### WRITTEN PROBLEM
Gather each line of the material below that contains the string "outline".

### DATA
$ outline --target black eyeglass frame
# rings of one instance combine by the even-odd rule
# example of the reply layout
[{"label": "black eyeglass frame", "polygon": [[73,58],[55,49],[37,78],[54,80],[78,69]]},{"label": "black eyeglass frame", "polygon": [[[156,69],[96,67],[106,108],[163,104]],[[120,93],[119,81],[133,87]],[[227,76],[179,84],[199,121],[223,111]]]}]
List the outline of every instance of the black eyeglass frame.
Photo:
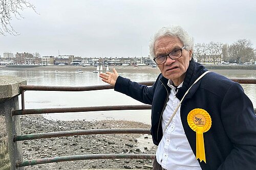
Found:
[{"label": "black eyeglass frame", "polygon": [[[176,49],[176,50],[174,50],[172,51],[171,51],[170,52],[169,52],[169,53],[168,53],[168,54],[166,55],[162,55],[162,56],[158,56],[158,57],[157,57],[156,58],[154,58],[153,59],[153,60],[154,61],[155,61],[155,62],[156,63],[156,64],[157,64],[157,65],[162,65],[162,64],[164,64],[166,62],[166,60],[167,60],[167,57],[169,57],[171,59],[173,59],[173,60],[177,60],[178,59],[178,58],[180,58],[180,57],[181,57],[181,56],[182,56],[182,50],[184,49],[186,45],[184,45],[181,48],[179,48],[179,49]],[[181,52],[181,55],[180,55],[180,57],[177,57],[177,58],[172,58],[172,57],[170,57],[170,54],[173,53],[173,52],[174,52],[175,51],[176,51],[176,50],[180,50]],[[164,56],[165,57],[165,61],[164,61],[164,62],[163,62],[162,63],[161,63],[161,64],[158,64],[157,63],[157,62],[156,61],[156,59],[157,58],[158,58],[158,57],[161,57],[161,56]]]}]

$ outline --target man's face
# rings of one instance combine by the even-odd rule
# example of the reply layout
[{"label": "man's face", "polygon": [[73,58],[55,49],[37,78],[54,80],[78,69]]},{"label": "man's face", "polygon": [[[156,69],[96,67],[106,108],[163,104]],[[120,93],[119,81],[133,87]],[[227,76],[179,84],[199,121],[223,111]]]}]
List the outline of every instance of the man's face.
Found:
[{"label": "man's face", "polygon": [[[175,50],[181,48],[183,44],[180,39],[175,37],[165,36],[160,38],[155,42],[154,47],[156,57],[167,55]],[[192,57],[192,51],[182,50],[182,56],[178,59],[173,60],[167,57],[165,63],[158,65],[161,72],[166,79],[173,81],[175,85],[178,86],[184,80],[185,72]]]}]

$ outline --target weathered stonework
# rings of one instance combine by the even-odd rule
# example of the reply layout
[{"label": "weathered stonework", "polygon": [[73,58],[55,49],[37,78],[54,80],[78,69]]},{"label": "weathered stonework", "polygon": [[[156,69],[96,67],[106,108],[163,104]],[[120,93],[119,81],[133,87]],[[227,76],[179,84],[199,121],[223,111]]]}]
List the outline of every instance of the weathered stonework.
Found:
[{"label": "weathered stonework", "polygon": [[0,170],[16,169],[16,161],[23,159],[21,142],[13,139],[21,134],[20,118],[12,116],[12,111],[19,109],[19,86],[26,84],[13,76],[0,76]]}]

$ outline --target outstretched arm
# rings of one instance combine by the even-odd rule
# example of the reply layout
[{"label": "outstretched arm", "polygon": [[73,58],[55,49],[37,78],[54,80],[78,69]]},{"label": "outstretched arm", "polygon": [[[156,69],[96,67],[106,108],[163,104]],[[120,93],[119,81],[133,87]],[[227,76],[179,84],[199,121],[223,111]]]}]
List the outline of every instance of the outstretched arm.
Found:
[{"label": "outstretched arm", "polygon": [[115,68],[113,69],[113,72],[108,71],[105,74],[101,73],[99,75],[102,81],[112,86],[115,86],[118,76],[118,74]]}]

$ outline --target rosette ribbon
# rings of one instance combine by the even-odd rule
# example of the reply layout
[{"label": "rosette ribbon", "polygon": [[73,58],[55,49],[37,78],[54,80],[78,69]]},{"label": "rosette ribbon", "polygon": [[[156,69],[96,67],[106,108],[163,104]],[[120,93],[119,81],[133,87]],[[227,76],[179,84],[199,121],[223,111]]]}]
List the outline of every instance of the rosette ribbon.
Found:
[{"label": "rosette ribbon", "polygon": [[199,158],[200,162],[204,161],[206,163],[203,133],[208,131],[211,126],[210,115],[204,109],[193,109],[187,115],[187,123],[190,128],[196,132],[196,158]]}]

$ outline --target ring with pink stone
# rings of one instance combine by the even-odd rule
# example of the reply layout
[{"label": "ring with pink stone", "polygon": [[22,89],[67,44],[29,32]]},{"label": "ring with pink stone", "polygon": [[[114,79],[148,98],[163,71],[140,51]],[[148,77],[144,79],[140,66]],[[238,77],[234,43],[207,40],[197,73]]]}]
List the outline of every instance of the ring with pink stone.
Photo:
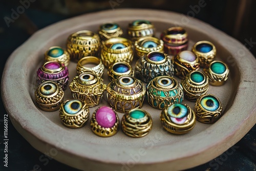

### TASK RESULT
$ outline --target black eyeglass frame
List the outline of every instance of the black eyeglass frame.
$ outline --target man's face
List the outline of every instance of the man's face.
$ outline --target weathered stonework
List the outline of every instance of the weathered stonework.
$ outline --target outstretched arm
List the outline of every instance of the outstretched arm.
$ outline --target rosette ribbon
List the outline of every instance of the rosette ribbon.
$ outline --target ring with pink stone
List the outline of every instance of the ring with pink stone.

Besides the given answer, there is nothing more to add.